» **Alıştırma metni**:
▶

ALPAY HEM KALPLERE HEM MÜZİK PİYASASINA DOKUNDU

Micheal KUYUCU 31 Mar 2019

Micheal KUYUCU
Tüm Yazıları
Geçtiğimiz hafta PSM'de düzenlenen Alpay 50. Sanat Yılı Müzik konserine gittim. Uzun zamandır Alpay'ı ne dinleme ne de görme fırsatım olmuştu. Merak ve heyecanla onun sahneye çıkmasını bekledim.

Derken Alpay sahneye çıktı, ilerleyen yaşına rağmen gayet iyi gözüküyordu. Sadece yürümede hafif bir denge bozukluğu vardı o kadar. Onu da gayet dikkatli bir beden hareketiyle halletti. Şarkılarını ardı ardına seslendirmeye başladı. Alpay’ı dinlerken ciddi ciddi albüm kaydı gibi bir yorum dinledim. Yaşı seksenin üzerinde olan bir yorumcu gençlere taş çıkartırcasına takır takır şarkı söyledi o akşam. Çok güzel espriler yaptı ve en önemlisi toplamda iki buçuk saatten fazla bir süre sahnede kaldı. Alpay, ellinci yıl konserinde “Fabrika Kızı”, “Gitme”, “Gözlerin”, “Sessiz Kalma”, “Dağların Arkasında Yar”, “Maria Magdalena”, “Olmasa Mektubun”, “Ayrılık Rüzgârı” gibi klasiklerini yorumladı. Şarkılarındaki yorumu kadar konser sırasında yaptığı ironik konuşmalarla da izleyicinin alkışını aldı.

◀

» **Alıştırma görevleri**:
1: Konser yazısında “Derken Alpay sahneye çıktı” diye başlayan paragrafı, ana bilgilerini koruyarak daha kısa biçimde yeniden yazın.
2: Konser yazısında "Derken Alpay sahneye" ifadesinden "izleyicinin alkışını aldı." ifadesine kadar olan kısmı hiç değiştirmeden kopyalayın.
Satırların bu alıştırmada hiçbir rolü yoktur.

(Bölge işaretleme verileri)
▶

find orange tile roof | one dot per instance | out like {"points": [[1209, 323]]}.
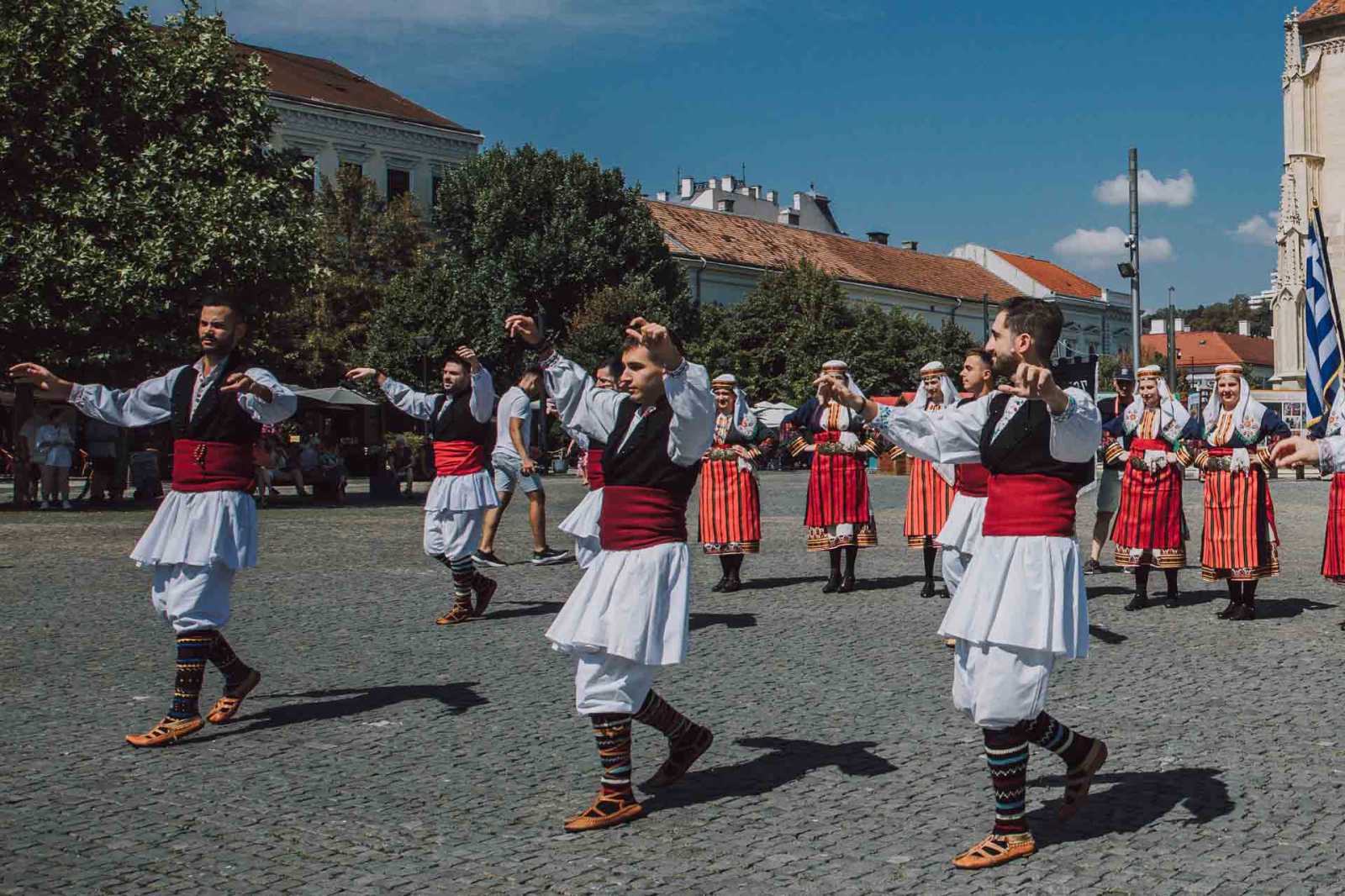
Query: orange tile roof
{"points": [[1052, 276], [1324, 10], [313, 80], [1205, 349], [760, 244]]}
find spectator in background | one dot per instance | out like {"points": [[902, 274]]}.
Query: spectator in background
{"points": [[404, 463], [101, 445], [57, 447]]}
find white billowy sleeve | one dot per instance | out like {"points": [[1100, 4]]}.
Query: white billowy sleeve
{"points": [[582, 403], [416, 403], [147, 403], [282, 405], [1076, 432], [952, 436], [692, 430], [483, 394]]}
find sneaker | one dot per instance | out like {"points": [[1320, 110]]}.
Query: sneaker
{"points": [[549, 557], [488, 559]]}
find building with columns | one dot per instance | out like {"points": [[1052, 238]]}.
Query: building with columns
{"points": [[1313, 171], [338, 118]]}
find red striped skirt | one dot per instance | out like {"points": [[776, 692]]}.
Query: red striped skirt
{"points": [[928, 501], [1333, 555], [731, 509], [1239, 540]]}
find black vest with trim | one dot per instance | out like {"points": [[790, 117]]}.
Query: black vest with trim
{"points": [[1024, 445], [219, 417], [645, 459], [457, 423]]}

◀

» **Etkinlik yanıtları**:
1: Alpay ilerleyen yaşına rağmen iyi görünüyordu. Yürürken yaşadığı hafif denge bozukluğunu dikkatli bir beden hareketiyle halletti. Seksenin üzerindeki yaşına karşın şarkılarını albüm kaydı gibi bir yorumla, gençlere taş çıkartırcasına seslendirdi. Güzel espriler yaptı ve iki buçuk saatten fazla sahnede kaldı. “Fabrika Kızı”, “Gitme”, “Gözlerin”, “Maria Magdalena”, “Ayrılık Rüzgârı” gibi klasiklerini yorumladı. Hem şarkılarındaki yorumuyla hem de ironik konuşmalarıyla izleyicinin alkışını aldı.

2:
Derken Alpay sahneye çıktı, ilerleyen yaşına rağmen gayet iyi gözüküyordu. Sadece yürümede hafif bir denge bozukluğu vardı o kadar. Onu da gayet dikkatli bir beden hareketiyle halletti. Şarkılarını ardı ardına seslendirmeye başladı. Alpay’ı dinlerken ciddi ciddi albüm kaydı gibi bir yorum dinledim. Yaşı seksenin üzerinde olan bir yorumcu gençlere taş çıkartırcasına takır takır şarkı söyledi o akşam. Çok güzel espriler yaptı ve en önemlisi toplamda iki buçuk saatten fazla bir süre sahnede kaldı. Alpay, ellinci yıl konserinde “Fabrika Kızı”, “Gitme”, “Gözlerin”, “Sessiz Kalma”, “Dağların Arkasında Yar”, “Maria Magdalena”, “Olmasa Mektubun”, “Ayrılık Rüzgârı” gibi klasiklerini yorumladı. Şarkılarındaki yorumu kadar konser sırasında yaptığı ironik konuşmalarla da izleyicinin alkışını aldı.